• _Kutipan yang tersedia_:
----

Kelompok Wahana Anak Pantai di Pandeglang menyuguhkan atraksi wisata sembari menanam terumbu karang. Menciptakan harmoni lingkungan dan ekonomi. Mendapat anugerah Coastal Award 2010.
Pukul enam pagi,Rudi Asja bergegas menuju perahu yang ditambatkan di tepi pantai Desa Tanjung Jaya, Pandeglang, Banten. Hawa dingin setelah semalam diguyur hujan, Ahad pekan lalu, tidak menghalangi langkahnya. Enam orang kru perahu menyambut Rudi, pembina Wahana Anak Pantai (WAP) itu, yang didampingi Arif Bijaksana, Ketua WAP yang baru.
Perahu bermesin diesel itu pun melaju perlahan. ''Sebelum menuju lokasi transplantasi terumbu karang, kita lihat wisata camar dulu,'' ucap Rudi kepada Gatra.
Tak sampai 15 menit, perahu tiba di lokasi penangkap ikan yang disebut sero. Bentuknya kotak seperti bagan, terbuat dari bambu tapi di tengahnya dilengkapi jaring yang dipasang lurus dengan bambu agar masuk ke penampungan. Kru pun langsung mengambil ikan yang tertangkap jaring. Ada ikan kerapu, cucut, teri, pepetek, gurita, cumi, udang, belut, dan lain-lain ''Lihat, Mas, camarnya langsung mendekat,'' kata Rudi.
Arif dengan lugas mengambil ikan-ikan kecil dan menebarnya ke udara. Benar saja, rombongan camar langsung menyambar ikan-ikan itu. Atraksi camar ini menjadi hiburan dalam perjalanan yang cukup menyenangkan. Uniknya, gerombolan camar itu terus mengikuti perahu, mungkin berharap diberi makanan lebih banyak.

----

• _Soal yang diberikan 1_: Skalakan bagian catatan yang dimulai dari baris berisi "the white protective" sampai akhir catatan. Tulis ulang semua baris bagian itu, termasuk teks permintaannya, dan kalikan setiap koordinat pada jawaban dengan 0,6, lalu bulatkan ke bilangan bulat terdekat dengan nilai setengah dibulatkan ke atas.

• _Data untuk diolah_:
----

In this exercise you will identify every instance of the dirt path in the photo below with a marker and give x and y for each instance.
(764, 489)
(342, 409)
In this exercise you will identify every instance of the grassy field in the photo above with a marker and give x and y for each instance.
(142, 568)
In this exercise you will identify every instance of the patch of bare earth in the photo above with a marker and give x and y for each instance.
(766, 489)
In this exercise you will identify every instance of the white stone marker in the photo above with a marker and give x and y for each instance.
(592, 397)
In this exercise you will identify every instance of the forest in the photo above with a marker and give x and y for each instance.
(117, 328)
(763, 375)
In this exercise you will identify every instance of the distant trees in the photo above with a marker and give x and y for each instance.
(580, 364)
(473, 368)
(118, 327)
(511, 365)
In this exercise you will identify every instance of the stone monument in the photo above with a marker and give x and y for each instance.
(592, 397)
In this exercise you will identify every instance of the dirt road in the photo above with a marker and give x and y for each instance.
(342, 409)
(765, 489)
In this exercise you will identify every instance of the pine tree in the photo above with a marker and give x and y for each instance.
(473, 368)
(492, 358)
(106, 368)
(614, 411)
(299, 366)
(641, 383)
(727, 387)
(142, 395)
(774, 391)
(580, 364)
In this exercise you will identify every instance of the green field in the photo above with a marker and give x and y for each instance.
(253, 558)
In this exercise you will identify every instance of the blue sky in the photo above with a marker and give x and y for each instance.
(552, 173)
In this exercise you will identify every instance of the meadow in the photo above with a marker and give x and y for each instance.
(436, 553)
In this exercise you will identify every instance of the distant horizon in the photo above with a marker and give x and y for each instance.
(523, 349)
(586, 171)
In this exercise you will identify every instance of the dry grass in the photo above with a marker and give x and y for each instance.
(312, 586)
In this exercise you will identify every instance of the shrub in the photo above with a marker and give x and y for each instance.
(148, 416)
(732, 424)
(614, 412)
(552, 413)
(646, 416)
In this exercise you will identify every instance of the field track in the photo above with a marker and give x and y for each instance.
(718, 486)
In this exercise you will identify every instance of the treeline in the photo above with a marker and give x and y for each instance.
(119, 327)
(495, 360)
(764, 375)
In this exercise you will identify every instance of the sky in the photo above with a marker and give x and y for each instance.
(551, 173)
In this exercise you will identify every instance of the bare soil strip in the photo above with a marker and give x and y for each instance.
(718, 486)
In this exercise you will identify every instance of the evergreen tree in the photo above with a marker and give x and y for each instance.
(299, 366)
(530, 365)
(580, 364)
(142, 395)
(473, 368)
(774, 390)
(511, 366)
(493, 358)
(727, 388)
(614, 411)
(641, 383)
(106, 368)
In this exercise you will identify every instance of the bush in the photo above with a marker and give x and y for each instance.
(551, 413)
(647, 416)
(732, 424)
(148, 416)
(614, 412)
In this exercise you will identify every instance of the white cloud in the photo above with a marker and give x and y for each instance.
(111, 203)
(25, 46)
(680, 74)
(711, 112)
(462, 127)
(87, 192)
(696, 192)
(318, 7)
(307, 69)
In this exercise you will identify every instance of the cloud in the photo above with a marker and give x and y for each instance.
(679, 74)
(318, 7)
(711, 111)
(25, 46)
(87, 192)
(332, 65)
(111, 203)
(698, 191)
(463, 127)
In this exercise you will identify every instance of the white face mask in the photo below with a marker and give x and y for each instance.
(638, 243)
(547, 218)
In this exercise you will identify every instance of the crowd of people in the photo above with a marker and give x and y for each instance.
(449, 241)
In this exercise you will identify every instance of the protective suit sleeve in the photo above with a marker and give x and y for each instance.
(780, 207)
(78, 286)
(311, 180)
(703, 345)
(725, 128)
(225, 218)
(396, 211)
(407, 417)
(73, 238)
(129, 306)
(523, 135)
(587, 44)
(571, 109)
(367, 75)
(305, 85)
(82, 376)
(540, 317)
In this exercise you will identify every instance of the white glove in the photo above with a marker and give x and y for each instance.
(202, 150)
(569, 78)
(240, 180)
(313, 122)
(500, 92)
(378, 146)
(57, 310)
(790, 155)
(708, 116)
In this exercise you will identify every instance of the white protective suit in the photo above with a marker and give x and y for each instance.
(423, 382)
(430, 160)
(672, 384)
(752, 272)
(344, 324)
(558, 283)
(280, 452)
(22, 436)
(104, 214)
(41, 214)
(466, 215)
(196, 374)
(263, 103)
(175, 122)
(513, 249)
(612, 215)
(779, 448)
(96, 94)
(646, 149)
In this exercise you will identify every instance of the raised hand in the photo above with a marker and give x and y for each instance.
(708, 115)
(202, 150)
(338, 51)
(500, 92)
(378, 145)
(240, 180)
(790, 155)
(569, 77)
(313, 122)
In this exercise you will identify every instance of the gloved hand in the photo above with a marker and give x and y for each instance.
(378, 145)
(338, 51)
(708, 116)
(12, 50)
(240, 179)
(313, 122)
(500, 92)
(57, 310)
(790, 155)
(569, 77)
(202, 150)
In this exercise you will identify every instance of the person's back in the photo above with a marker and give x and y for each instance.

----

• _Soal yang diberikan 2_: Kembalikan seluruh kutipan tanpa mengubah apa pun.

• _Jawaban akhir 1_:
In this exercise you will identify every instance of the white protective suit in the photo above with a marker and give x and y for each instance.
(254, 229)
(258, 96)
(403, 230)
(451, 163)
(206, 194)
(335, 170)
(168, 271)
(13, 262)
(62, 128)
(25, 128)
(280, 129)
(118, 224)
(158, 62)
(105, 73)
(308, 149)
(367, 129)
(467, 269)
(58, 56)
(388, 89)
In this exercise you will identify every instance of the raised hand in the photo above with a marker and give x and y for each instance.
(425, 69)
(121, 90)
(203, 31)
(300, 55)
(227, 87)
(144, 108)
(474, 93)
(341, 46)
(188, 73)
In this exercise you will identify every instance of the gloved hand in the photo above with a marker and give x and y for each instance.
(227, 87)
(203, 31)
(425, 70)
(7, 30)
(144, 107)
(188, 73)
(300, 55)
(34, 186)
(474, 93)
(341, 46)
(121, 90)
In this exercise you will identify every instance of the person's back in the photo above with a marker and give x and y for each instance.

• _Jawaban akhir 2_:
Kelompok Wahana Anak Pantai di Pandeglang menyuguhkan atraksi wisata sembari menanam terumbu karang. Menciptakan harmoni lingkungan dan ekonomi. Mendapat anugerah Coastal Award 2010.
Pukul enam pagi,Rudi Asja bergegas menuju perahu yang ditambatkan di tepi pantai Desa Tanjung Jaya, Pandeglang, Banten. Hawa dingin setelah semalam diguyur hujan, Ahad pekan lalu, tidak menghalangi langkahnya. Enam orang kru perahu menyambut Rudi, pembina Wahana Anak Pantai (WAP) itu, yang didampingi Arif Bijaksana, Ketua WAP yang baru.
Perahu bermesin diesel itu pun melaju perlahan. ''Sebelum menuju lokasi transplantasi terumbu karang, kita lihat wisata camar dulu,'' ucap Rudi kepada Gatra.
Tak sampai 15 menit, perahu tiba di lokasi penangkap ikan yang disebut sero. Bentuknya kotak seperti bagan, terbuat dari bambu tapi di tengahnya dilengkapi jaring yang dipasang lurus dengan bambu agar masuk ke penampungan. Kru pun langsung mengambil ikan yang tertangkap jaring. Ada ikan kerapu, cucut, teri, pepetek, gurita, cumi, udang, belut, dan lain-lain ''Lihat, Mas, camarnya langsung mendekat,'' kata Rudi.
Arif dengan lugas mengambil ikan-ikan kecil dan menebarnya ke udara. Benar saja, rombongan camar langsung menyambar ikan-ikan itu. Atraksi camar ini menjadi hiburan dalam perjalanan yang cukup menyenangkan. Uniknya, gerombolan camar itu terus mengikuti perahu, mungkin berharap diberi makanan lebih banyak.